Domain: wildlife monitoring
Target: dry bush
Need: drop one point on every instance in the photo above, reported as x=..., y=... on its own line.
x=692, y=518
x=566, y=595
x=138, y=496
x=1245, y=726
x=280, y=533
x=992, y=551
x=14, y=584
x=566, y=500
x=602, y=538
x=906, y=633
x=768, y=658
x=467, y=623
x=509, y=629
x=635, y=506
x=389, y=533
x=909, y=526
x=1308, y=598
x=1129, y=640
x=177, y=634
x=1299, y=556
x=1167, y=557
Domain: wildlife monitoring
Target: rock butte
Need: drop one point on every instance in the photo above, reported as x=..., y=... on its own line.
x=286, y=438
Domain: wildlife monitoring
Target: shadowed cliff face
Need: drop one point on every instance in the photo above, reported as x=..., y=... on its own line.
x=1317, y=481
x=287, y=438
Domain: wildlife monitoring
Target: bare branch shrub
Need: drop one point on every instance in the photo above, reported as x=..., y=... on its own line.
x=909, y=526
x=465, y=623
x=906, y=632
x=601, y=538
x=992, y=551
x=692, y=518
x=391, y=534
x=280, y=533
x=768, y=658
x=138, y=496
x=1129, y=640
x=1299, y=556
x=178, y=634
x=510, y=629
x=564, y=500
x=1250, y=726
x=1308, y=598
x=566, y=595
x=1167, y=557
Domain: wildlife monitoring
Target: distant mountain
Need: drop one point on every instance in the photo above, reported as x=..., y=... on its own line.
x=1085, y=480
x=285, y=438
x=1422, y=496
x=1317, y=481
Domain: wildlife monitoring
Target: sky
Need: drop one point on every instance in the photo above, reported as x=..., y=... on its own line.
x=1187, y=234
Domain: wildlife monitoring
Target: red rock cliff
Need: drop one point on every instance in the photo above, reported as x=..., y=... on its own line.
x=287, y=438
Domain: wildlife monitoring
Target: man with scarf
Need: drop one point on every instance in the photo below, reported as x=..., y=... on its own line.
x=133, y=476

=======

- EXERCISE GOAL -
What is the number of lines in the data that hold the word "cliff"? Reply with that number and nothing else.

- RESPONSE -
2